Drop the images; return everything else in the listing below exactly.

* * * * *

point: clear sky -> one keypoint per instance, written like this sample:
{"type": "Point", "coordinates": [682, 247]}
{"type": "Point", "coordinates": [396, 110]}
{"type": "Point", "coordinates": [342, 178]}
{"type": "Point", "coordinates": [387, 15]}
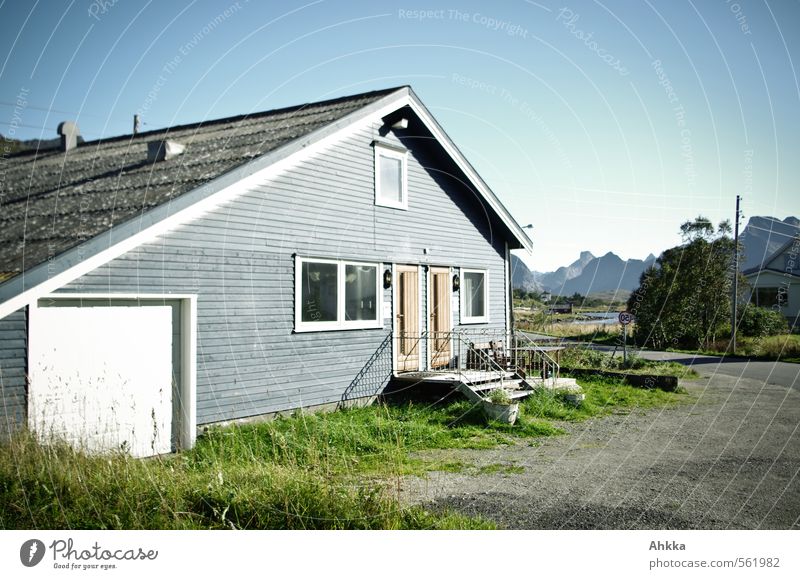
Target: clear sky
{"type": "Point", "coordinates": [603, 124]}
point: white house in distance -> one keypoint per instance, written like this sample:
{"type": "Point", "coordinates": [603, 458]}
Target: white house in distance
{"type": "Point", "coordinates": [154, 283]}
{"type": "Point", "coordinates": [776, 283]}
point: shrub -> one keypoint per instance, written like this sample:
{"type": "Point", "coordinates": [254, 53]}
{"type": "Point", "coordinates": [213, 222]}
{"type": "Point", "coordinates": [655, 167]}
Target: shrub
{"type": "Point", "coordinates": [756, 321]}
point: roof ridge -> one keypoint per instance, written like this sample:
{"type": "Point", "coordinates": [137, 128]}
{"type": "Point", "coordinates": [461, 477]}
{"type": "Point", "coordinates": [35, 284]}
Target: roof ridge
{"type": "Point", "coordinates": [222, 120]}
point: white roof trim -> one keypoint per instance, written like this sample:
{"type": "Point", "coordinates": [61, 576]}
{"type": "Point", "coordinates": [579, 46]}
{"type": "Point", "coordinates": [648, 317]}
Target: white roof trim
{"type": "Point", "coordinates": [47, 277]}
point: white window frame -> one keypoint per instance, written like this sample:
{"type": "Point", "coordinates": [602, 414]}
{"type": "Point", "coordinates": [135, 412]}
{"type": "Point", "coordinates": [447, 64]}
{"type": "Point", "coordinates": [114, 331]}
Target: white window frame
{"type": "Point", "coordinates": [465, 319]}
{"type": "Point", "coordinates": [402, 156]}
{"type": "Point", "coordinates": [340, 323]}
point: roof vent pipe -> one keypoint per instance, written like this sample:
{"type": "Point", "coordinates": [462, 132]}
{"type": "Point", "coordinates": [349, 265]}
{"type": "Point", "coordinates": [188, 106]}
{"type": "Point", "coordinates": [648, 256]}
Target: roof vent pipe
{"type": "Point", "coordinates": [69, 135]}
{"type": "Point", "coordinates": [163, 150]}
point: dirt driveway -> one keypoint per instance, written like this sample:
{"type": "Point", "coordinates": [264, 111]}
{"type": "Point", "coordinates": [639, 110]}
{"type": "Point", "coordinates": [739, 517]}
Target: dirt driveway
{"type": "Point", "coordinates": [730, 459]}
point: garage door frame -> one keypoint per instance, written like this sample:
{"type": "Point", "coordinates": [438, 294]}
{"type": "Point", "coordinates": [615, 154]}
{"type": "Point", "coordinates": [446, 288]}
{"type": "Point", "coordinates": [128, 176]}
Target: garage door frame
{"type": "Point", "coordinates": [187, 416]}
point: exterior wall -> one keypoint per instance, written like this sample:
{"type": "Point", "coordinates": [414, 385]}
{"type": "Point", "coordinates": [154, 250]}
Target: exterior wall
{"type": "Point", "coordinates": [13, 363]}
{"type": "Point", "coordinates": [778, 280]}
{"type": "Point", "coordinates": [239, 260]}
{"type": "Point", "coordinates": [788, 261]}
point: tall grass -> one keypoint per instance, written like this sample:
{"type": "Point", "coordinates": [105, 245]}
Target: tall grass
{"type": "Point", "coordinates": [603, 395]}
{"type": "Point", "coordinates": [320, 471]}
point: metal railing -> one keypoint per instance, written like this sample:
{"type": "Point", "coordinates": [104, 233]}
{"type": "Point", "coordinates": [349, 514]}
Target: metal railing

* * * * *

▶ Your response
point: clear sky -> one keypoint per instance, written like this sample:
{"type": "Point", "coordinates": [682, 247]}
{"type": "Point", "coordinates": [396, 110]}
{"type": "Point", "coordinates": [342, 178]}
{"type": "Point", "coordinates": [387, 15]}
Target: clear sky
{"type": "Point", "coordinates": [603, 124]}
point: white house in distance -> one keypoint per instance, written like this sample:
{"type": "Point", "coordinates": [603, 458]}
Target: white house in distance
{"type": "Point", "coordinates": [154, 283]}
{"type": "Point", "coordinates": [776, 283]}
point: shrub -> one keypoint per instance, written like this sample:
{"type": "Point", "coordinates": [254, 53]}
{"type": "Point", "coordinates": [213, 222]}
{"type": "Point", "coordinates": [655, 167]}
Target: shrub
{"type": "Point", "coordinates": [756, 321]}
point: roof ridge -> one keypoint per instance, written like this sample:
{"type": "Point", "coordinates": [137, 128]}
{"type": "Point", "coordinates": [461, 477]}
{"type": "Point", "coordinates": [35, 284]}
Target: roof ridge
{"type": "Point", "coordinates": [222, 120]}
point: white roof trim -> one keypoint per instance, written like this sample:
{"type": "Point", "coordinates": [61, 576]}
{"type": "Point", "coordinates": [579, 46]}
{"type": "Point", "coordinates": [648, 317]}
Target: white roof trim
{"type": "Point", "coordinates": [47, 277]}
point: white window frame -> one keypoint per instance, written like this sample:
{"type": "Point", "coordinates": [602, 414]}
{"type": "Point", "coordinates": [135, 412]}
{"type": "Point", "coordinates": [447, 64]}
{"type": "Point", "coordinates": [114, 331]}
Target: white window frame
{"type": "Point", "coordinates": [465, 319]}
{"type": "Point", "coordinates": [402, 156]}
{"type": "Point", "coordinates": [340, 323]}
point: roof vent pipe -> one keypoint per instance, written like this sample:
{"type": "Point", "coordinates": [462, 132]}
{"type": "Point", "coordinates": [349, 265]}
{"type": "Point", "coordinates": [188, 106]}
{"type": "Point", "coordinates": [648, 256]}
Target: roof vent pipe
{"type": "Point", "coordinates": [69, 135]}
{"type": "Point", "coordinates": [163, 150]}
point: dirt driveway -> one keypoint per instance, written like this sample:
{"type": "Point", "coordinates": [264, 111]}
{"type": "Point", "coordinates": [639, 110]}
{"type": "Point", "coordinates": [739, 517]}
Target: dirt driveway
{"type": "Point", "coordinates": [730, 459]}
point: garage door frame -> one keypoint per instance, written like this sample:
{"type": "Point", "coordinates": [438, 294]}
{"type": "Point", "coordinates": [615, 154]}
{"type": "Point", "coordinates": [446, 288]}
{"type": "Point", "coordinates": [128, 176]}
Target: garage door frame
{"type": "Point", "coordinates": [187, 416]}
point: exterior wall -> one keypoint per instance, written like this sample:
{"type": "Point", "coordinates": [414, 385]}
{"type": "Point", "coordinates": [154, 250]}
Target: exterior wall
{"type": "Point", "coordinates": [13, 363]}
{"type": "Point", "coordinates": [778, 280]}
{"type": "Point", "coordinates": [239, 260]}
{"type": "Point", "coordinates": [788, 261]}
point: tall grass -> one keypoint per instance, written like this sample:
{"type": "Point", "coordinates": [105, 245]}
Target: tall grass
{"type": "Point", "coordinates": [603, 395]}
{"type": "Point", "coordinates": [320, 471]}
point: metal railing -> one keypoint per instance, written like this sample:
{"type": "Point", "coordinates": [104, 233]}
{"type": "Point", "coordinates": [349, 514]}
Target: metal railing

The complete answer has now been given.